» **Job**
Copy the listing below line for line without changing anything, but leave out the pictures.

» **Dataset entries**
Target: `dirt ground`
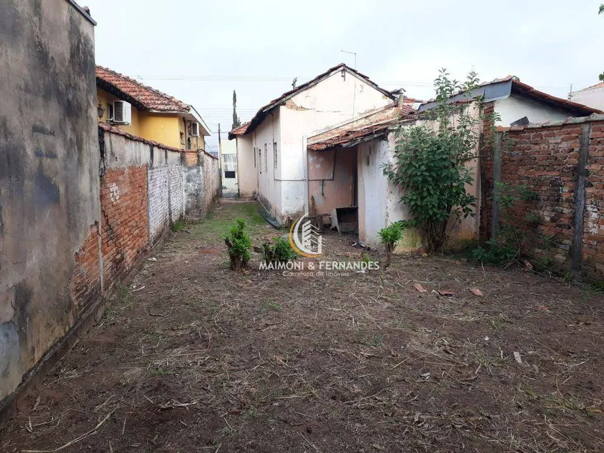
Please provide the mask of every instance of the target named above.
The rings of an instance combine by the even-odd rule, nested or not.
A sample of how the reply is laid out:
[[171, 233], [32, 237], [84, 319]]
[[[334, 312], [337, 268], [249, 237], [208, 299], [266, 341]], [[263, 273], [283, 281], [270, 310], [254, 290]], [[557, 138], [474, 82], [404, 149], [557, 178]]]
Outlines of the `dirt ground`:
[[[240, 216], [255, 245], [285, 232], [249, 203], [176, 232], [0, 450], [604, 451], [601, 293], [454, 258], [284, 276], [254, 254], [237, 274], [220, 238]], [[325, 239], [326, 259], [358, 259]]]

» **Worked answer**
Target: `dirt ground`
Please provide the mask of every instance of the target named above.
The rings of an instance combine by the even-odd rule, nested or not.
A sample of how the reply is laid out:
[[171, 233], [32, 237], [84, 319]]
[[[334, 312], [337, 268], [249, 237], [208, 299], [266, 341]], [[263, 273], [283, 281], [270, 310], [254, 290]], [[557, 138], [474, 82], [404, 149], [557, 178]]]
Outlines of the `dirt ground`:
[[[240, 216], [255, 245], [285, 232], [249, 203], [176, 232], [0, 450], [604, 451], [601, 293], [454, 258], [284, 276], [254, 254], [237, 274], [220, 238]], [[325, 239], [326, 259], [358, 259]]]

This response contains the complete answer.